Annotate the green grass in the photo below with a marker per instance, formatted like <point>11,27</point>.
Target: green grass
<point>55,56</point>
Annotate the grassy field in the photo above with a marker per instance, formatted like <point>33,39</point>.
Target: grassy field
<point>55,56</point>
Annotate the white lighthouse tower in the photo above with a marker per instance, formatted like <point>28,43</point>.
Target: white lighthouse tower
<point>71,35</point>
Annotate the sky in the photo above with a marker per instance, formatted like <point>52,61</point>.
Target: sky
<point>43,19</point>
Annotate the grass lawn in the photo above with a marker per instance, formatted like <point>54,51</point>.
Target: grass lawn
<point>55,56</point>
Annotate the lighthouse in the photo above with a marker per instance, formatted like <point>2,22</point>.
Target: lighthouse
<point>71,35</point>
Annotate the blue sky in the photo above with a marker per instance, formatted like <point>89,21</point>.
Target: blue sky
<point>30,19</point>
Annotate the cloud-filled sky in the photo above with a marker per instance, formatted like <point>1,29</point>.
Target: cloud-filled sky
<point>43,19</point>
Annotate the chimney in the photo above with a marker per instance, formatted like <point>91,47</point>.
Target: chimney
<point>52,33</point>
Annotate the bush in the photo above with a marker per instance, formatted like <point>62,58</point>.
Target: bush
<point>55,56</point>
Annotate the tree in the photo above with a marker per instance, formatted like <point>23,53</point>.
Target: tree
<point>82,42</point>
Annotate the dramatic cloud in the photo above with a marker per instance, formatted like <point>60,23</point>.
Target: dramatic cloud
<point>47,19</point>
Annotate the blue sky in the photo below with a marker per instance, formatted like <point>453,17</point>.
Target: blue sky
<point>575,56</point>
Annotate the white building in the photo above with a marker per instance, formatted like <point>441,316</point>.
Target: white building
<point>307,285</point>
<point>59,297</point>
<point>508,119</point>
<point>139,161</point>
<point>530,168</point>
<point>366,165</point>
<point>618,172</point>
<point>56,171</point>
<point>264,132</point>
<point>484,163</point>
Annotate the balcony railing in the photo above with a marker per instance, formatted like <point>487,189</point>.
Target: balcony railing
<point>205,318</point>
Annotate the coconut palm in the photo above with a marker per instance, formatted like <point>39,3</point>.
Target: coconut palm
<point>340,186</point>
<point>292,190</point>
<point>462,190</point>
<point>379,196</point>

+===+

◆ Short task
Write out only the rows starting with the line with "Annotate the white building" and going on through the line with "<point>484,163</point>", putting "dot" in place of "marker" and changing nothing else.

◆ Solution for this task
Annotate the white building in the photo above with a dot per instance, formatted like <point>441,316</point>.
Target: white building
<point>307,285</point>
<point>59,297</point>
<point>508,119</point>
<point>139,161</point>
<point>530,168</point>
<point>366,165</point>
<point>618,172</point>
<point>56,171</point>
<point>264,132</point>
<point>484,163</point>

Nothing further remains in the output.